* **Task objective**: Carry on the excerpt about a platform's defense lifecycle against semantic attacks from the point where it stops, not the entries.
Selected excerpt START
Table 7 summarises the types of preemptive and proactive defenses, according to the generic functional elements of a semantic attack, their practicality for both the personal (P) user and organisational (O) operating environment, including their general maturity as defense solutions at the time of writing.

4.3 Platform-Based Defense-in-Depth Lifecycle

A defense-in-depth lifecycle for user platforms is intended to provide a multi-faceted framework approach for effectively implementing semantic attack defense. Its primary aim is to establish key roles and responsibilities for different components of a system (e.g., platform provider, security, developer and users) that contribute holistically to defense against semantic attacks. The platform defense lifecycle does not just represent a specific software or hardware platform providers’ (e.g., social media or app vendor, email or website host), but also includes any organisational context providing access to user-interface platform(s) for their incumbent user base. In both scenarios, the lifecycle applies as a framework to provide through life defense for preemptive and proactive defense measures against semantic attack threats by establishing the ecosystem of responsibility which can be utilised to harness different defense capabilities through each functional element of the lifecycle.

In Fig. 15, we illustrate three key roles: platform developer, platform security and platform user, which form each element of a platforms defense lifecycle against semantic attacks. Whilst each role is distinct in its own right (e.g., contribution to defense and dependencies for its utilisation), this is not intended to indicate an implicit separation of the particular role amongst different entities, as each role in the lifecycle can exist in the same organisation. As an example, Facebook is a independent social network platform which implements internal functions for each role described, but for the Facebook platform and users only. However, within an organisational environment, each role may serve as a holistic function across all platforms that the organisation hosts or makes available to their user base. So, the lifecycle is intended as a high-level functional model that is applicable across multiple contexts to describe how to combine the capabilities of each type of platform role for defense against semantic attacks. Below, we elaborate on each role as to their defense function:

Fig. 15
figure 15

The semantic attack defence life cycle consists of three continuously interacting defence functions: secure platform development, user threat reporting and platform security systems; which in combination aim to provide holistic and complementary preemptive and proactive protection against semantic attacks

  • Platform developer. Developers are responsible for programming both the internal and user interface functionality of a platform that is both secure and resilient to technical threats or abuse of intended user space functionality that would result in deception vectors for semantic attacks. Platform developers can employ the Secure Software Development Life cycle (S-SDLC) framework to design and integrate security considerations systematically into the core requirements and design of the platforms architecture, as well as utilise threat classification from system and user security telemetry. The following S-SDLC life cycle stages provide indications of activities to be carried out when introducing new user interface functionality or applying security patches against deception based threats.
Selected excerpt END
Data extracts START
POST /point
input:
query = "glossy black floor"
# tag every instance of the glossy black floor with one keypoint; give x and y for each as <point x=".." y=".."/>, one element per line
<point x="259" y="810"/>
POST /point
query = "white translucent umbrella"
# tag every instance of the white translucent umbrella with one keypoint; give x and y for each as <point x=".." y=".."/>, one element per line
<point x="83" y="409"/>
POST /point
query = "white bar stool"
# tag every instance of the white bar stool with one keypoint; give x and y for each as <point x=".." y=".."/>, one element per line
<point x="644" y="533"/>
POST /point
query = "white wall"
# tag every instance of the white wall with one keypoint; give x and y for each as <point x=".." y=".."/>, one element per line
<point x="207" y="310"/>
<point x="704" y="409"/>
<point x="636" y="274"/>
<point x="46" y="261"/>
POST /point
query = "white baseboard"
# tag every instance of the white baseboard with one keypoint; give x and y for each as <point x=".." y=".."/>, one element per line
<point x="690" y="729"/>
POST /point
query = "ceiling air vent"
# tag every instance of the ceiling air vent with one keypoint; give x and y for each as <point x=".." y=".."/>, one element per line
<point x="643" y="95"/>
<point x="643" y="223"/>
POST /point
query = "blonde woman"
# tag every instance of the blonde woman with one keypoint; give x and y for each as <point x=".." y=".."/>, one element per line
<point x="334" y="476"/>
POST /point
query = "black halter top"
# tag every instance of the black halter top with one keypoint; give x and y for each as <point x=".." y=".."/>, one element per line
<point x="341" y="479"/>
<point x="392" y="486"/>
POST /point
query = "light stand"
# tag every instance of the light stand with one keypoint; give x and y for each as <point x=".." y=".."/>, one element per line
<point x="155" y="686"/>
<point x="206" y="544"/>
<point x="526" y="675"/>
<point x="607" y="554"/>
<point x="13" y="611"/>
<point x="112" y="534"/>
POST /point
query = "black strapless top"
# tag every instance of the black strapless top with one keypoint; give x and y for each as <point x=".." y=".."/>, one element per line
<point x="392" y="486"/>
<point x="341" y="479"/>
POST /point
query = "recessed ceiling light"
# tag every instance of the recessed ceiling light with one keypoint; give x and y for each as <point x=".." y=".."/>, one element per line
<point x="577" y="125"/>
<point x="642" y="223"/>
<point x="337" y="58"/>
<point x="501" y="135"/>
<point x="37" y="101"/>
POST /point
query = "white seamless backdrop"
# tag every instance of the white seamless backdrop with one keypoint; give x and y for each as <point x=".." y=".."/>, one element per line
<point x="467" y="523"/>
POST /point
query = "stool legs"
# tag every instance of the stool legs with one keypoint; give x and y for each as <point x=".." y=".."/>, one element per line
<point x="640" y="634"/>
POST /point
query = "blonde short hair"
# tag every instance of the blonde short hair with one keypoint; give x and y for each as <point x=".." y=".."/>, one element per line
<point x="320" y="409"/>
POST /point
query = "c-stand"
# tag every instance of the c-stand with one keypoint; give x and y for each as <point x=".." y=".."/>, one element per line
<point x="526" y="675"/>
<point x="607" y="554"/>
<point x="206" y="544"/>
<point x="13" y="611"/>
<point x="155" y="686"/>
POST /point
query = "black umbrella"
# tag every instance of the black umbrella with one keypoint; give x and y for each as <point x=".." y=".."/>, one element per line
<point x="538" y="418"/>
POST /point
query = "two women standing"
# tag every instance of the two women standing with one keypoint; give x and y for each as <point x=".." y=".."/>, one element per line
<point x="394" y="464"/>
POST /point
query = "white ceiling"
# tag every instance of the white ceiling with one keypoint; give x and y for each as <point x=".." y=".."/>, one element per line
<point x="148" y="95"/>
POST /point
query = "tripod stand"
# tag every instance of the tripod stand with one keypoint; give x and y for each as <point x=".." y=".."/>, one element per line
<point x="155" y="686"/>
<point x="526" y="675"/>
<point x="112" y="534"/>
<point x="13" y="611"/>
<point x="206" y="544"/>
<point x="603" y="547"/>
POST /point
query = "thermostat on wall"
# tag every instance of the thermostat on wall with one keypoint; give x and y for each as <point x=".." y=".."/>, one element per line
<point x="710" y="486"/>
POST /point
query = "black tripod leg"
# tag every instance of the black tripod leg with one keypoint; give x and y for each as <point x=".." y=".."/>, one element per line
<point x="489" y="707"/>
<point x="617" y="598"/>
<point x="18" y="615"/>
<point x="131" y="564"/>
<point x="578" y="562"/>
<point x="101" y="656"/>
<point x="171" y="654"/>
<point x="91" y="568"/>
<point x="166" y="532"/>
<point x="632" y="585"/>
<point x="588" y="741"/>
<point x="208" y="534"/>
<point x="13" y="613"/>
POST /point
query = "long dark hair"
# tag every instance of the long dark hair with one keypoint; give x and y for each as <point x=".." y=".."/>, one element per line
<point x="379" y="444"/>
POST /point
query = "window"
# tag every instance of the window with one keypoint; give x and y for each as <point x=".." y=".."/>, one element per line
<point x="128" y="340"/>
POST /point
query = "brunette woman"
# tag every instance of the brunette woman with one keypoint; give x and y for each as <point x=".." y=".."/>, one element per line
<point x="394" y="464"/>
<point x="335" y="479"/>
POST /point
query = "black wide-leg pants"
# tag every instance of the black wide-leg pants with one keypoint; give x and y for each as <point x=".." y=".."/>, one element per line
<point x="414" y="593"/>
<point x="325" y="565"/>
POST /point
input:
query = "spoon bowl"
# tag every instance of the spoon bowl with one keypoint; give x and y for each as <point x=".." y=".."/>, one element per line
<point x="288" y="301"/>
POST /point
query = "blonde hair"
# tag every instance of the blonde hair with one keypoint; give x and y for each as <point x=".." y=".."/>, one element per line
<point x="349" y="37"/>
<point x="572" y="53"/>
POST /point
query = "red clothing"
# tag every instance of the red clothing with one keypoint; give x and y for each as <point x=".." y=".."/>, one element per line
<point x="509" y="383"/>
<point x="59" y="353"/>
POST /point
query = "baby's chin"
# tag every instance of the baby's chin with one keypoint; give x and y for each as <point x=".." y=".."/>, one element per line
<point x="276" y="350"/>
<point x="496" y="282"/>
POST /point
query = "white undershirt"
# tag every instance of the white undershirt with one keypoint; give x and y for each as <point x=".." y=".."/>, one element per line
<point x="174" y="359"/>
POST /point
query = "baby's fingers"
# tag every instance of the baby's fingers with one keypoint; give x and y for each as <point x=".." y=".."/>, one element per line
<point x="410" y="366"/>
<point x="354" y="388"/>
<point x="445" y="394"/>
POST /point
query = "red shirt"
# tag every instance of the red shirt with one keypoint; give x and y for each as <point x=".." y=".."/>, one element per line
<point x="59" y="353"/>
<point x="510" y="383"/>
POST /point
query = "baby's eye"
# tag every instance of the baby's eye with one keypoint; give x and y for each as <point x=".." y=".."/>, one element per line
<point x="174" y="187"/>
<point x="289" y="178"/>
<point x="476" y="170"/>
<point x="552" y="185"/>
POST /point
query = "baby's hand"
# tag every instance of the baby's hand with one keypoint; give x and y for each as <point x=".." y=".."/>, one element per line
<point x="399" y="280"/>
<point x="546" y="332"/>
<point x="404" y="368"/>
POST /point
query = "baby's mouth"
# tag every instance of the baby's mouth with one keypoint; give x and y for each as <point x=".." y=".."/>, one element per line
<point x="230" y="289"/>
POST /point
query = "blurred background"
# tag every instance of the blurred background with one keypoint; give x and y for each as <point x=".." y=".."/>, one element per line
Data extracts END
* **Output of the task**:
    – Requirements: Define intended user space functionality and its expected limitations to establish any possible attack surface through misuse. This requires documenting system-to-system and system-to-user interactions which form the platforms system of interest, then identifying how and if these interactions affect other related platforms within the deployment environment.

    – Design: Develop user interface threat models which consider different elements of the platforms design. Highlight potential weak spots in the user interface that may be targets for misuse or vulnerabilities in data representation and transfer (within and externally from the platform) which can be used to inject toward or extract data from target users.

    – Coding: Build programmatic determinism through static code analysis to establish confidence that the platforms programmatic features do not force the platform to exhibit visual or behavioural deception vectors if targeted by spoofed or injected data on the user interface (e.g., where a graphic or physical button may be (ab)used through normal user usage).

    – Testing: Utilise “fuzzing” based test within user interface scenarios where different types of behaviour are arbitrarily executed as means to elicit anomalous system responses or situations which can form the basis for a deception vector.

    – Release/Maintain: Implements processes and procedures from the platforms security monitoring capability as part of continual integration to support the delivery of telemetry based patching (both system and user awareness based) against internal as well as external platform vulnerabilities.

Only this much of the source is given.